If `I(m,n)=int_0^1x^(m-1)(1-x)^(n-1)dx`, then

To solve the integral \( I(m,n) = \int_0^1 x^{m-1} (1-x)^{n-1} \, dx \), we will use a substitution method to transform the integral into a more manageable form. ### Step-by-Step Solution: 1. **Substitution**: Let \( x = \frac{1}{1+y} \). Then, we need to find \( dx \) in terms of \( dy \). \[ dx = -\frac{1}{(1+y)^2} \, dy \] When \( x = 0 \), \( y \to \infty \) and when \( x = 1 \), \( y = 0 \). 2. **Change of Limits**: The integral changes from: \[ I(m,n) = \int_0^1 x^{m-1} (1-x)^{n-1} \, dx \quad \text{to} \quad I(m,n) = \int_\infty^0 \left( \frac{1}{1+y} \right)^{m-1} \left( 1 - \frac{1}{1+y} \right)^{n-1} \left(-\frac{1}{(1+y)^2}\right) dy \] 3. **Simplifying the Integral**: The expression \( 1 - \frac{1}{1+y} = \frac{y}{1+y} \) leads to: \[ I(m,n) = \int_\infty^0 \left( \frac{1}{1+y} \right)^{m-1} \left( \frac{y}{1+y} \right)^{n-1} \left(-\frac{1}{(1+y)^2}\right) dy \] This simplifies to: \[ I(m,n) = \int_0^\infty \frac{y^{n-1}}{(1+y)^{m+n}} \, dy \] 4. **Final Form**: The integral now has the form: \[ I(m,n) = \int_0^\infty \frac{y^{n-1}}{(1+y)^{m+n}} \, dy \] 5. **Conclusion**: Thus, we find that: \[ I(m,n) = \int_0^\infty \frac{x^{n-1}}{(1+x)^{m+n}} \, dx \] ### Final Answer: The correct expression for \( I(m,n) \) is: \[ I(m,n) = \int_0^\infty \frac{x^{n-1}}{(1+x)^{m+n}} \, dx \]

**Given data**.
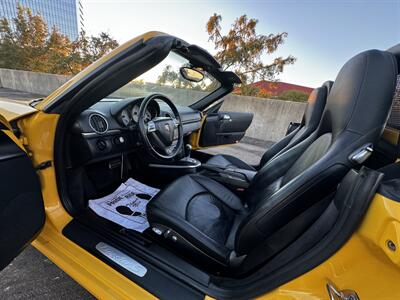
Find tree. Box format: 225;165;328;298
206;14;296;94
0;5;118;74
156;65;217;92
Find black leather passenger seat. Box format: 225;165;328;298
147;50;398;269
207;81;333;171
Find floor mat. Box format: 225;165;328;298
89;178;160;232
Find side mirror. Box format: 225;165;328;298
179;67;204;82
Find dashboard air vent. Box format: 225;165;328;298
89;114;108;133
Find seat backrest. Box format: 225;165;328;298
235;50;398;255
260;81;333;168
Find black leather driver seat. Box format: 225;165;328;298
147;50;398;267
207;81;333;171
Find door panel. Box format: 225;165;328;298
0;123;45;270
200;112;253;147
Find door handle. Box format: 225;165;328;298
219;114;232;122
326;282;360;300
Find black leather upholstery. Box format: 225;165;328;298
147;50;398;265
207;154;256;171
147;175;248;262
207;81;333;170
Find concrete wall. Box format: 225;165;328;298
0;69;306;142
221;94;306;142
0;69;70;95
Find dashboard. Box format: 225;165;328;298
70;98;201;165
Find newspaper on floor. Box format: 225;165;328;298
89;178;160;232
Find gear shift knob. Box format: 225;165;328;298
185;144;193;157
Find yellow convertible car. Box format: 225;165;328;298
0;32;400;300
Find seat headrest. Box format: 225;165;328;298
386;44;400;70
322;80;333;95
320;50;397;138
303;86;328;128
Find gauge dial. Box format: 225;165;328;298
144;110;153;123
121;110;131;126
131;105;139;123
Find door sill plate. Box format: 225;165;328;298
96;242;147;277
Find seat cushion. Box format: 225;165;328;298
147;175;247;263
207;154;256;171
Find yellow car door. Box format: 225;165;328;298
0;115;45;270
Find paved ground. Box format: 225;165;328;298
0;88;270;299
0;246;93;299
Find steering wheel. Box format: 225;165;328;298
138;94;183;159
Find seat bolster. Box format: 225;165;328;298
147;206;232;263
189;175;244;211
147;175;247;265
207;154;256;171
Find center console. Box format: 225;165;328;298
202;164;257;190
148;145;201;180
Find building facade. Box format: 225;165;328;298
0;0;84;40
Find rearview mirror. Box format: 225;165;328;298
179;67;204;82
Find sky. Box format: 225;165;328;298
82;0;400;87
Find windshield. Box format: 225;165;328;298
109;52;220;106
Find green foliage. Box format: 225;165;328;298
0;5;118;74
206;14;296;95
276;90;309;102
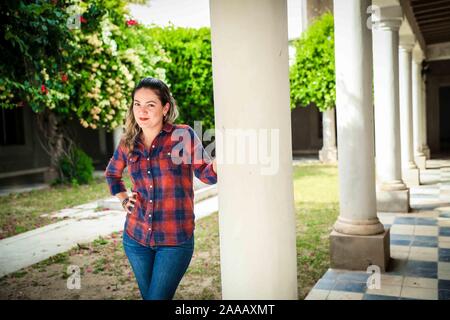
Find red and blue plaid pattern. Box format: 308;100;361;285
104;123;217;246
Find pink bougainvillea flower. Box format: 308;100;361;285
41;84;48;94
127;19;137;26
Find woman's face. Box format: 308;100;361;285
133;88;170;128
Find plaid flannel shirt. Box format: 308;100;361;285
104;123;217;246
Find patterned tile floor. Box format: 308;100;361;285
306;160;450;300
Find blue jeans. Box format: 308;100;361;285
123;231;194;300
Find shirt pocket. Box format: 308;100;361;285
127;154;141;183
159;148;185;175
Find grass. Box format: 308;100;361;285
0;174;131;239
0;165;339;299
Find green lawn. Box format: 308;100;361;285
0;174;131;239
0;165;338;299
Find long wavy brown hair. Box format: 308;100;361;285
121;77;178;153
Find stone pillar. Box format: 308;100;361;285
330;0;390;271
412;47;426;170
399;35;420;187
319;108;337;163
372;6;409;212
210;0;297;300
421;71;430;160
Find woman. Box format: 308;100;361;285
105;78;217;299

**What you will do**.
Answer these questions using the worked integral solution above.
1. What substitution is made for x?
2. What happens to y when x = 0?
3. What does 1 − 1/(1+y) simplify to?

**Solved exercise**.
1. x = 1/(1+y)
2. y tends to infinity.
3. y/(1+y)